*出典抜粋:*
——————————

3.文学とは祝祭である――『ドストエフスキーの詩学』のエッセンス
リベラルな正規雇用の趣味人や現代の芸術家にとって、芸術と政治を結びつけるバフチンの論述は奇妙に映るかもしれない。プロパガンダ芸術を期待する政治家にとっては、あまりに多声的なバフチンの論述は脅威に感じられるかもしれない。しかし、非正規雇用、障害者、陰謀家にとっては、バフチンの文章はぴんとくる。彼らにとってバフチンの言葉は、すでに生きられた経験だからある。
バフチンにとって、政治と芸術(音楽、詩、演劇など)が一体となって現れるのは、民衆の祝祭(とくにサトゥルヌス祭)においてであった。そして、政治的弾圧にさらされた祝祭は文学の中に潜り込み、その生命を維持し続ける。このカーニバル文学の頂点がドストエフスキーの作品世界である。

——————————

*データ資料:*
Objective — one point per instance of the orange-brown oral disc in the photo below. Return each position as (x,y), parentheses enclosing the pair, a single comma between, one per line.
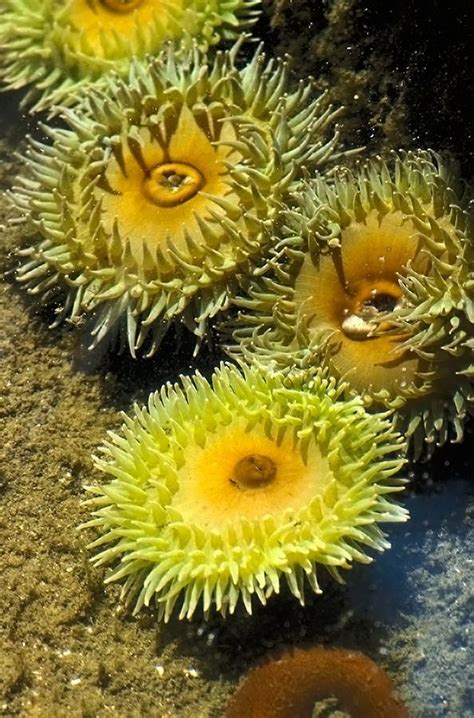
(173,183)
(253,472)
(371,301)
(121,6)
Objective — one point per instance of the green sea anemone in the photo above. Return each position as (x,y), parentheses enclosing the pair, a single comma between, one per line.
(218,492)
(374,279)
(56,47)
(157,200)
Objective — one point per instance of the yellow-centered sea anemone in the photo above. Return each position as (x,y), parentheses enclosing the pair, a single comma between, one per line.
(157,200)
(374,279)
(220,491)
(57,46)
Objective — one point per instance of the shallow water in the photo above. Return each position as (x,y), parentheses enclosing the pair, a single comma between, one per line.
(69,648)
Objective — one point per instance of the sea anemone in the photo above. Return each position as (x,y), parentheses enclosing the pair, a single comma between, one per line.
(157,199)
(218,491)
(56,47)
(289,685)
(374,279)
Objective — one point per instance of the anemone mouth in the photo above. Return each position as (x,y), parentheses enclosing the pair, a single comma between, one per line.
(151,191)
(241,475)
(172,183)
(219,492)
(121,6)
(368,306)
(353,296)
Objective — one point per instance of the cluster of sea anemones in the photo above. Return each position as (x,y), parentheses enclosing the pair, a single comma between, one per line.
(372,277)
(184,183)
(156,198)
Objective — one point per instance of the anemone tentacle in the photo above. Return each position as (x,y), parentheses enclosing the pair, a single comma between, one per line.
(156,200)
(373,278)
(220,490)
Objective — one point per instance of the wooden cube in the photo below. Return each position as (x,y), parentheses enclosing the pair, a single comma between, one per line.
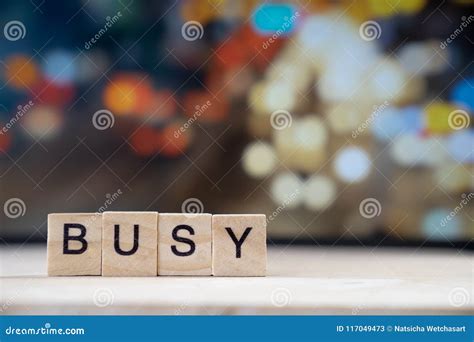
(129,243)
(74,244)
(184,244)
(239,245)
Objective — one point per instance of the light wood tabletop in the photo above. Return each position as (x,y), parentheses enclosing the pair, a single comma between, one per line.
(301,280)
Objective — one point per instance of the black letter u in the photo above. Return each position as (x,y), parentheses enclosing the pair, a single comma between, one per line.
(117,240)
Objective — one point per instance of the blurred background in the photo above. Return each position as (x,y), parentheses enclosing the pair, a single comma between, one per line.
(345,122)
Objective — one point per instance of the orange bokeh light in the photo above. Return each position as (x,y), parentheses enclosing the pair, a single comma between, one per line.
(128,93)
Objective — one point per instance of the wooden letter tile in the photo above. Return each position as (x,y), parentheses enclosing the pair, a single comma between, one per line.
(184,244)
(129,243)
(74,244)
(239,245)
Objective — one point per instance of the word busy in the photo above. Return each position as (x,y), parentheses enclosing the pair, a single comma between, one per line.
(151,243)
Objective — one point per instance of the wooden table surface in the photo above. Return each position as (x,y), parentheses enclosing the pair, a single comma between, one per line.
(301,280)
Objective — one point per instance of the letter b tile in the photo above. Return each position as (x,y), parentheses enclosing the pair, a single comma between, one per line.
(74,244)
(129,243)
(239,245)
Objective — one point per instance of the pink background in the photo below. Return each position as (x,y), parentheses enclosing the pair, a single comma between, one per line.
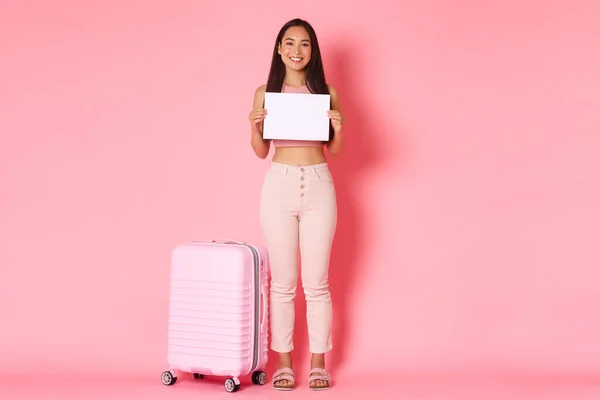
(469,192)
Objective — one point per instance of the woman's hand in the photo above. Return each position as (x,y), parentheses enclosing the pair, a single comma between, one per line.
(256,118)
(337,120)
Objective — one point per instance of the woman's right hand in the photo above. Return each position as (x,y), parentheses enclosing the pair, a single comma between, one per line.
(256,118)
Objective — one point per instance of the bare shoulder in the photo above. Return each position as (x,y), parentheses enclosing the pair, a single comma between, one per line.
(261,89)
(332,90)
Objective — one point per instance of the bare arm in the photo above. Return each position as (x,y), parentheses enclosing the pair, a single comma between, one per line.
(336,145)
(259,145)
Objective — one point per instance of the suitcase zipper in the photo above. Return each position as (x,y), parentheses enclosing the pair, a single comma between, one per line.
(257,308)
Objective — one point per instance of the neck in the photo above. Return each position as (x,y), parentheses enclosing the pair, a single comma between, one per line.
(295,78)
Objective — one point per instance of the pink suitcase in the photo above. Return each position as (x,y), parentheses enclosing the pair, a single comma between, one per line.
(218,312)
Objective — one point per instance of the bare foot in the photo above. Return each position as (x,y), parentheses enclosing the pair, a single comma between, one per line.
(318,361)
(285,361)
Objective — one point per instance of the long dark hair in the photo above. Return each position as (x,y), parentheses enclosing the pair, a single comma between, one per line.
(315,74)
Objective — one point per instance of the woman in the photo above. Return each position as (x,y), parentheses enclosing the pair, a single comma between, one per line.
(298,205)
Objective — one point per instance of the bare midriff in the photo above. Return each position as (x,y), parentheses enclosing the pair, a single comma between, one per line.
(309,155)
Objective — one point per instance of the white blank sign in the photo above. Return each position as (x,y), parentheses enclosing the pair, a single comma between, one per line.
(296,116)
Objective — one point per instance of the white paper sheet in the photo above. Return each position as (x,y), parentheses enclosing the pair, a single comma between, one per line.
(296,116)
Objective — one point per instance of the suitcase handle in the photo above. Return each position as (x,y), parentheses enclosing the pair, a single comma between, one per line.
(227,241)
(263,294)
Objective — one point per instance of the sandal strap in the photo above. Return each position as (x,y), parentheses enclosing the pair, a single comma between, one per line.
(319,375)
(283,374)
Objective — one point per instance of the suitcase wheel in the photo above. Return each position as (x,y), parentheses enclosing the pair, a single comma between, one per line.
(231,386)
(259,377)
(168,378)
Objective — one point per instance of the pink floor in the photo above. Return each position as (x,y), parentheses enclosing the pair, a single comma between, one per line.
(405,387)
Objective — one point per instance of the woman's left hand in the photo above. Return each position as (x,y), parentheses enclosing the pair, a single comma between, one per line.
(337,120)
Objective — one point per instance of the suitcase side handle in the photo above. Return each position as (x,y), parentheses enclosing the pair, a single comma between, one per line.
(263,295)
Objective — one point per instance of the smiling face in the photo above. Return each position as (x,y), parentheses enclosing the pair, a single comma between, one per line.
(295,48)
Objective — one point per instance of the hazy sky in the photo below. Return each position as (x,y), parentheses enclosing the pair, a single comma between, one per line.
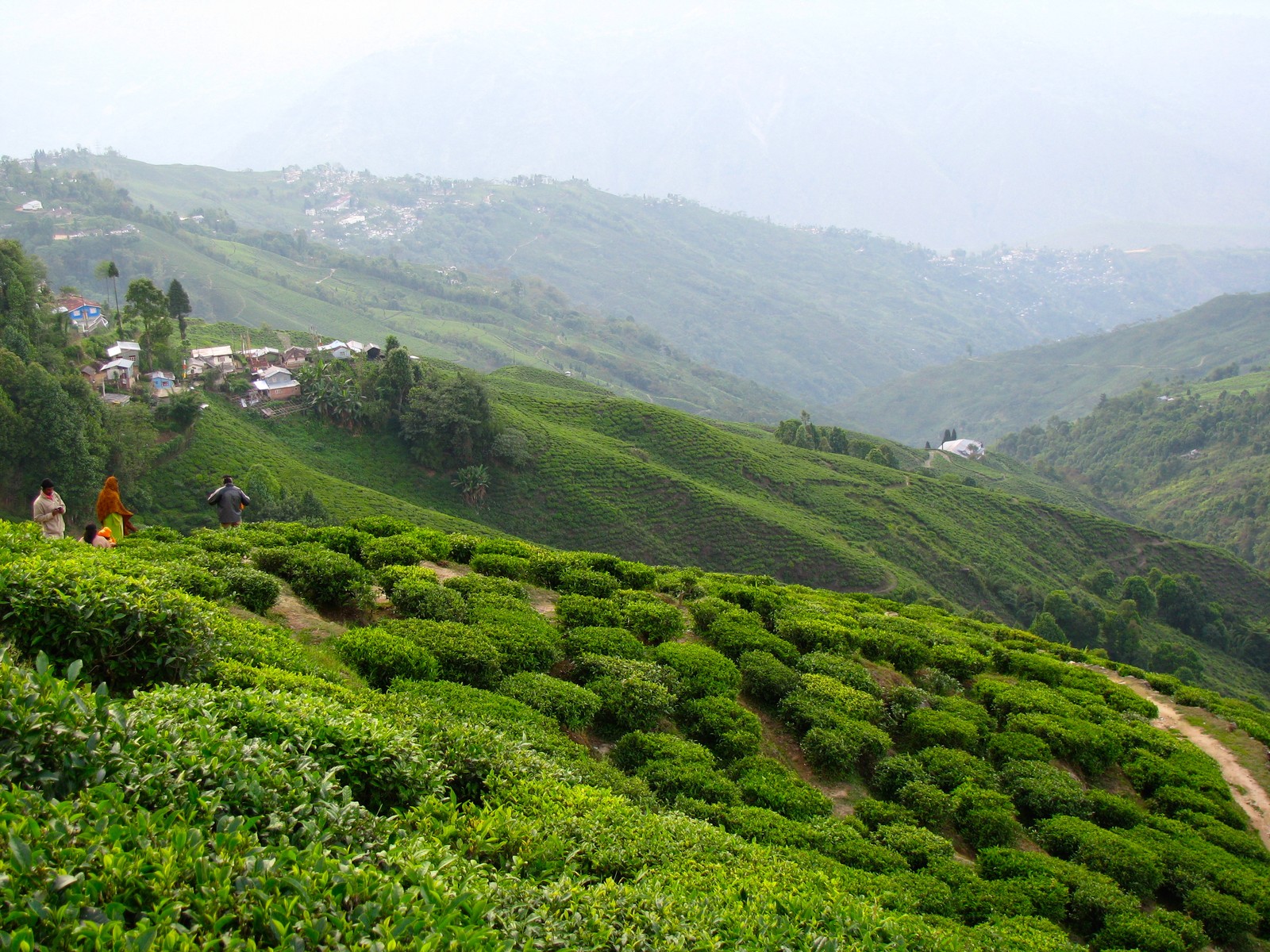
(943,93)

——————————

*目標:*
A) バフチンと祝祭についての文章のうち、「3.文学とは祝祭である――『ドストエフスキーの詩学』のエッセンス」で始まり「エフスキーの作品世界である。」で終わる部分を、一字も変えずに書き写してください。
B) バフチンと祝祭についての文章を、最後の文の後から書き継いでください。

*解答:*
A)
3.文学とは祝祭である――『ドストエフスキーの詩学』のエッセンス
リベラルな正規雇用の趣味人や現代の芸術家にとって、芸術と政治を結びつけるバフチンの論述は奇妙に映るかもしれない。プロパガンダ芸術を期待する政治家にとっては、あまりに多声的なバフチンの論述は脅威に感じられるかもしれない。しかし、非正規雇用、障害者、陰謀家にとっては、バフチンの文章はぴんとくる。彼らにとってバフチンの言葉は、すでに生きられた経験だからある。
バフチンにとって、政治と芸術(音楽、詩、演劇など)が一体となって現れるのは、民衆の祝祭(とくにサトゥルヌス祭)においてであった。そして、政治的弾圧にさらされた祝祭は文学の中に潜り込み、その生命を維持し続ける。このカーニバル文学の頂点がドストエフスキーの作品世界である。

B)
バフチンは、ドストエフスキーの小説を論じるとき、プロパガンダ芸術も、近代芸術も飛び越え、古代ギリシャ・ローマにそのジャンルを見つけ出してしまう。ドストエフスキーの小説を解説するために、彼は、西洋の歴史を貫く新たな文学ジャンルを作り出してしまったのだ。それがカーニバル文学(お祭り文学)である。古典古代末期およびヘレニズム期に、スポンドゲロイオスというお笑いジャンルがあった。この時期には、他にも対話文学、回想記文学、時事風刺、牧歌詩、メニッポスの風刺などのジャンルもある。これら文学ジャンルと、弾圧を受けた祝祭が結びつく。古代ローマの農神祭では、王の戴冠と奪還が演じられ、代わりに道化の司教、主教、法王が教会の格に応じて選出される。中世では、葡萄の収穫祭などで闘牛、奇跡劇、聖人劇などが、ルネッサンス期には仮面舞踏会が行われた。秩序を転覆させる危険因子だった祝祭は、支配者からの弾圧を受けることになる。バフチンによると、祝祭のカーニバル性――秩序転覆、死と再生、あべこべの世界――は、支配者からの弾圧を生き延びることで、キリスト教文学やお笑い文学に潜伏し、カーニバル文学の系譜が準備された。そして、ドストエフスキーの小説がカーニバル文学にポリフォニー的性格――溢れかえる不具者たちの声――を加えたことで、このジャンルが完成されたのである。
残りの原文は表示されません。